### TASK ITEM
Repeat the data that follows, word for word, without the images.

### INPUT DATA
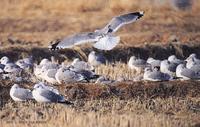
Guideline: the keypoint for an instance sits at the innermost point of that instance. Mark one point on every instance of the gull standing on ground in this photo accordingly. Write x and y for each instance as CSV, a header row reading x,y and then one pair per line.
x,y
49,75
65,75
25,63
185,73
5,60
20,94
103,39
137,64
43,94
96,59
168,67
153,62
175,60
155,75
81,65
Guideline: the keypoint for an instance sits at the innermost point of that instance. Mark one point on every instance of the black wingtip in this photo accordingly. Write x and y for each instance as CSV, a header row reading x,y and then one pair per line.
x,y
67,102
140,14
54,44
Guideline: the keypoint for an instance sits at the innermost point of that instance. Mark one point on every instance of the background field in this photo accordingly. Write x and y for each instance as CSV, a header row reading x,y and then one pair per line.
x,y
28,26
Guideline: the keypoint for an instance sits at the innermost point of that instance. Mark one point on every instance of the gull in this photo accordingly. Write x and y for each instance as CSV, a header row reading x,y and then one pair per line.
x,y
25,63
96,59
65,75
20,94
155,75
175,60
46,87
49,75
81,65
182,4
185,73
168,67
43,94
137,64
103,39
104,80
153,62
87,74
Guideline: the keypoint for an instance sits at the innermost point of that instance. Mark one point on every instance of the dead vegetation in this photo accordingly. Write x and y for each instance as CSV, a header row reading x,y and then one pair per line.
x,y
27,27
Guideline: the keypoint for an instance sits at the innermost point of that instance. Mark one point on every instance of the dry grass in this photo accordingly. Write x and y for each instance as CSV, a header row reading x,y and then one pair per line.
x,y
27,27
46,20
152,113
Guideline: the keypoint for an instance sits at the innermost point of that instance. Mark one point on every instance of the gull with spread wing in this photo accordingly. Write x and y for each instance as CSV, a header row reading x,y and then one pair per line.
x,y
103,39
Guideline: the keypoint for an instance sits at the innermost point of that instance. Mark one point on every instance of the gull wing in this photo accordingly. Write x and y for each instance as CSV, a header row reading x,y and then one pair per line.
x,y
23,94
120,21
107,43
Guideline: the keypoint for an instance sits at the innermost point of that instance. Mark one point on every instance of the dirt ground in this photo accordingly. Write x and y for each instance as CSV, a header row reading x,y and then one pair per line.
x,y
28,27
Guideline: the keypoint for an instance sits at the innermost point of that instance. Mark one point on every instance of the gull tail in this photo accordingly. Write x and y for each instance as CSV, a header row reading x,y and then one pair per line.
x,y
107,42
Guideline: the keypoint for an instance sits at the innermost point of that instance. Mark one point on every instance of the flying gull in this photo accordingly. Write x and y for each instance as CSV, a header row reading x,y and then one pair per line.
x,y
102,39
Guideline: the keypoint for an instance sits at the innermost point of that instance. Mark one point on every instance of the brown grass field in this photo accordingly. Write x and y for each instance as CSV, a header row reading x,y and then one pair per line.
x,y
28,26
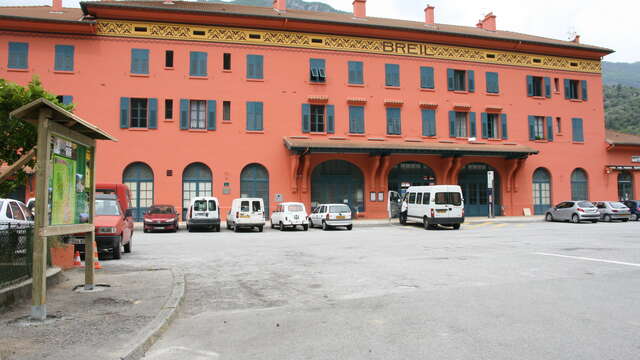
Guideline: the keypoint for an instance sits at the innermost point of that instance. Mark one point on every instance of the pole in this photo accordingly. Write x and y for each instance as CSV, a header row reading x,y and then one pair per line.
x,y
43,172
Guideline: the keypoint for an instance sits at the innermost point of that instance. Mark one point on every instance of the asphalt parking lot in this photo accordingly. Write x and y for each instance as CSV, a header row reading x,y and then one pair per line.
x,y
489,291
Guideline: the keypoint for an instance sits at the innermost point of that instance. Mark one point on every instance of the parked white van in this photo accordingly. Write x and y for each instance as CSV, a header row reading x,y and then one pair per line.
x,y
434,205
291,215
204,213
246,213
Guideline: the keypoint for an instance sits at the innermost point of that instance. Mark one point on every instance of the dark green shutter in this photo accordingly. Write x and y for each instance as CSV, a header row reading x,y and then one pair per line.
x,y
306,118
452,123
451,80
211,115
472,124
505,134
547,87
330,119
124,113
485,125
184,114
153,113
532,127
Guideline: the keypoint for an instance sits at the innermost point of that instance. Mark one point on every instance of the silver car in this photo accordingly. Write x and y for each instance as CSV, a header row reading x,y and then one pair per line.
x,y
574,211
613,210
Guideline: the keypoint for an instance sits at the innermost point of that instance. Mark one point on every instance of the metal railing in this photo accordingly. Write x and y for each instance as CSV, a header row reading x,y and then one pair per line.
x,y
15,252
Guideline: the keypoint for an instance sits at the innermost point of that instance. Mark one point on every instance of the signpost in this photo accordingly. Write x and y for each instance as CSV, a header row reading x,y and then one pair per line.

### TASK ANSWER
Guideline: the keypoint for an instance sits at the innermost point of that instance. Mark one point on every instance of the gull standing on ground in this photo accordingly. Write x and y for each instance as CSV, a header row reading x,y and then one pair per line.
x,y
49,75
65,75
25,63
185,73
5,60
20,94
103,39
137,64
43,94
96,59
168,67
153,62
175,60
155,75
81,65
Guideline: the keypoint for an instance sits at the innermost point of that instance. Mark one point on every instance of the black wingtip in this photo accordingly. Write x and y for each instance as CSV, a header row reading x,y and then one pair per line.
x,y
67,102
140,14
54,44
Guideline: the keypoint for an instance sits at the innermost point of that instance. Mark one point on every instance of the background field in this photo accordingly. Write x and y for each instance as CSV, a header row reading x,y and then one pair per line.
x,y
28,26
Guideline: the keypoint for an instance sits at the innermost point of that instance. Mark one point on every instance of the gull in this photo accordingly. Write x and y for each instance as CSV, a header row reading x,y and then one pair per line.
x,y
25,63
96,59
65,75
20,94
155,75
175,60
46,87
49,75
81,65
182,4
185,73
168,67
43,94
137,64
103,39
104,80
153,62
87,74
Guideline: the keypoint for an instance sits at the innermost point of that instance. Mark one point on every instance of the dead vegetation in this photo accordingly. Write x and y for each instance as CSV, a header row reading x,y and then one pair per line.
x,y
27,27
Guideline: the keypoint for an instance sits at the innermost point of that instance. Mark one point on every instance of the dry grass in this photo accordingly. Write x and y for each instance as CSV, a header row reading x,y and then one pair per line.
x,y
27,27
46,20
152,113
Guideline: the keypoint for an instance sits at the innermost point of that instance. Mark one point on every instance of the gull with spread wing in this photo accordingly. Write x and y for each instance as CSV, a header row reading x,y and then one pair per line.
x,y
103,39
Guideline: the keypoint for an instance sits at the innermost point of that instance. Mark one point on every instance of the gull wing in this photo accordingly. Write x and y for each instance as CSV, a header row reading x,y and then one pair per line.
x,y
23,94
120,21
107,43
Guideline: the keypoint for an instance sits at the innermost point of that instance. Mark one point on every instance of the dirt ground in this photo accordingly. Write x and y for each instance as CSV, a header row reading x,y and then one pair per line.
x,y
28,27
Guideline: the keypoint for an instance sits at the innermost point of that instance. Mark one point on every instance of the gull tail in this photo accordingly. Write x and y for each instance as CSV, a header row reading x,y and then one pair per line.
x,y
107,42
Guideline: the keypoint for an instance sits at the innermost point of that instance. Mark one point on every instance of the flying gull in this photo accordingly. Write x and y for each instance as CSV, a header row reading x,y and then one pair per line.
x,y
102,39
Guideline: the keypoint for an instance sits at the innermost point of that instance. Mark one point on every instance of the brown grass field in this photo accordingly. Write x and y for each instance as CSV, a header row reading x,y and then one pair per line.
x,y
28,26
Guideline: the keypoint for an instance sits at the innermost point of that instance. Mark one point on every instance of the pole in this photo accordingly. Write x and y for each instance as CSV, a header row reading x,y and then one pair per line.
x,y
43,172
Guideline: the keypoint for an instance sits at the innermost point of that instance. Mark one point on every instance of the asphalt parking lot in this photo accordingly. Write x and y for each instance as CSV, a header row reading x,y and then one pair per line.
x,y
489,291
Guideline: the keypoint for an instance sits at the innermost point of that instance. Mark one point on every instance of the parked white van in this photo accordingly. Write x and y for each instance as CSV, a header row reading x,y and then one pair per line.
x,y
434,205
291,215
204,213
246,213
Guideline: the keypoint for an instance sits at the innermost point of that instance. Mark one point on every instance of the dark green shutter in this photo accordingly. Write x and y for each instance as CSV, a header row reading x,y and then one pair per line.
x,y
306,118
452,123
451,80
211,115
472,124
505,134
547,87
330,119
124,113
485,125
184,114
153,113
532,127
Guideline: the keypoint for an instance sits at the innermost point of that instance. Mark one point on every instance of the silver car in this photo accordingly. Write x and y for each instance as CSV, a header row reading x,y and then one pair per line.
x,y
574,211
613,210
Guideline: the keypoint for an instance sits at the innermost point of that instance. Mark one point on every instance of the metal railing in this photo accordingly. Write x and y for each instance as CSV, a header row reading x,y and then one pair per line.
x,y
15,252
Guideline: the keypoint for an instance sits at the innermost point of that instance. Mark one point on every instance of the signpost in this photo accordingly. Write x and y for each instance as CSV, a header row reading x,y and then one pair per line.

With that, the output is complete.